Consigna A:
Según el fragmento seleccionado, ¿en qué lugar pasó la familia Mussolini sus últimos meses?
Consigna B:
Por favor, indica si cada afirmación concuerda con el fragmento seleccionado, con sí o no y las palabras del texto que lo deciden: (i) Rachele fue llevada a Alemania junto con sus hijos menores. (ii) Clara Petacci llegó a separarse del Duce. (iii) Los alemanes liberaron a Mussolini en septiembre de 1943.

Fragmento seleccionado:
En septiembre de 1943, los alemanes liberaron a Mussolini del cautiverio del Gran Sasso y lo instalaron como líder de una república títere en el norte de Italia: la República Social Italiana.
Rachele fue evacuada a Alemania con sus hijos menores, pero volvió a reunirse con su marido en Villa Feltrinelli, sobre el Lago de Garda, una casa hermosa y siniestra a la vez, donde la familia Mussolini vivió sus últimos meses bajo la sombra de la derrota inminente.
Clara Petacci, fiel hasta el fanatismo, también se instaló cerca del Duce. Nunca se separó de él. Mientras Rachele mantenía la rutina familiar con los niños, Claretta era la compañía diaria de Benito, la que lo escuchaba, la que intentaba infundirle ánimos cuando la guerra lo aplastaba.

Datos recopilados:
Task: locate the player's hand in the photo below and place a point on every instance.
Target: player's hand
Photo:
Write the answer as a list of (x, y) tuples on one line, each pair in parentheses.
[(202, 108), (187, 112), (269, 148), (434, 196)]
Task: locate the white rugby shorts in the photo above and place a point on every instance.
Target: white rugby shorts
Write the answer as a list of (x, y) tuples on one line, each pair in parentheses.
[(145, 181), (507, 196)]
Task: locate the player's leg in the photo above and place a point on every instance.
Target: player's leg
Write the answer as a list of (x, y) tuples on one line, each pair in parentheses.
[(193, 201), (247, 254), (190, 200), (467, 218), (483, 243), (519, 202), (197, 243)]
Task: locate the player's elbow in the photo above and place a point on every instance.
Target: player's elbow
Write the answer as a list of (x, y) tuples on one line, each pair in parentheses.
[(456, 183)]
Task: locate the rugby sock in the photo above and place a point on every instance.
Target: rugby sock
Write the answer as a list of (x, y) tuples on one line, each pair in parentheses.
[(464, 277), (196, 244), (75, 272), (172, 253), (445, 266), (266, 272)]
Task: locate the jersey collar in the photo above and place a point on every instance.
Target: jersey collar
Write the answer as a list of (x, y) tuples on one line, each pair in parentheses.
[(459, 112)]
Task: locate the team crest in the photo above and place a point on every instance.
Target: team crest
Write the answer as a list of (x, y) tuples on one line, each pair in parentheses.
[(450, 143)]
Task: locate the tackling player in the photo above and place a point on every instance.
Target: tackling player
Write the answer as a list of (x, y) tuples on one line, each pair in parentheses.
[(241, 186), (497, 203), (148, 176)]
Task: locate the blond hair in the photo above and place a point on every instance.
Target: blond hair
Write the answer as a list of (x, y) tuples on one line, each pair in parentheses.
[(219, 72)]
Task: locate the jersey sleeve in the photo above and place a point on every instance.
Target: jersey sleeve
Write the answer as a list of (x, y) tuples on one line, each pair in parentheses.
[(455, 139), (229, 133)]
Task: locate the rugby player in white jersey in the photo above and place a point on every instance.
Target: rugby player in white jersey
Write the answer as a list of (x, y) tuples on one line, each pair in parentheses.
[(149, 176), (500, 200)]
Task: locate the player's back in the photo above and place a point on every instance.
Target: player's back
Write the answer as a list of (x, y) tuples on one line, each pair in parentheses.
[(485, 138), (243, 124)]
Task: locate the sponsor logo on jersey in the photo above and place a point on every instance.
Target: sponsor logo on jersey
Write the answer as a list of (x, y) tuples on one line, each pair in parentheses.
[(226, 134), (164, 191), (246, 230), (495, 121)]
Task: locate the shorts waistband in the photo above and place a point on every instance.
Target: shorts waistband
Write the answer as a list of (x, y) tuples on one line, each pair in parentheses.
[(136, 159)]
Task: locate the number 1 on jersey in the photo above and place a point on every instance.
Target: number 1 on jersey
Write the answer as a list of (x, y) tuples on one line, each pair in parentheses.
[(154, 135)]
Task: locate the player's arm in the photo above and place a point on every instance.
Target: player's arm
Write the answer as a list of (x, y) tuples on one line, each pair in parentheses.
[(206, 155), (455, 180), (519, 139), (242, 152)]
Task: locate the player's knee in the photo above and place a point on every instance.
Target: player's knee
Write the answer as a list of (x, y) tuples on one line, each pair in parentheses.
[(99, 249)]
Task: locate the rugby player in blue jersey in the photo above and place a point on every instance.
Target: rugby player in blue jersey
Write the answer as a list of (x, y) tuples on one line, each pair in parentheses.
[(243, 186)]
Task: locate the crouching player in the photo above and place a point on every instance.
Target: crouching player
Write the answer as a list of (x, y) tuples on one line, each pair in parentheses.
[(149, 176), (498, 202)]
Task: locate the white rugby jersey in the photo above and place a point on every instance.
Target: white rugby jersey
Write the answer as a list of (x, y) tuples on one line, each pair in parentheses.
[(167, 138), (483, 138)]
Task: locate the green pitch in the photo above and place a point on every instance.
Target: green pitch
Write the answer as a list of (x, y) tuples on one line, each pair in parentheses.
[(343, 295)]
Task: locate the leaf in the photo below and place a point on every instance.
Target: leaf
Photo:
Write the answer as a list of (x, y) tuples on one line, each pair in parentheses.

Resultado A:
En Villa Feltrinelli, sobre el Lago de Garda.

Resultado B:
(i) Sí: «Rachele fue evacuada a Alemania con sus hijos menores».
(ii) No: «Nunca se separó de él».
(iii) Sí: «En septiembre de 1943, los alemanes liberaron a Mussolini».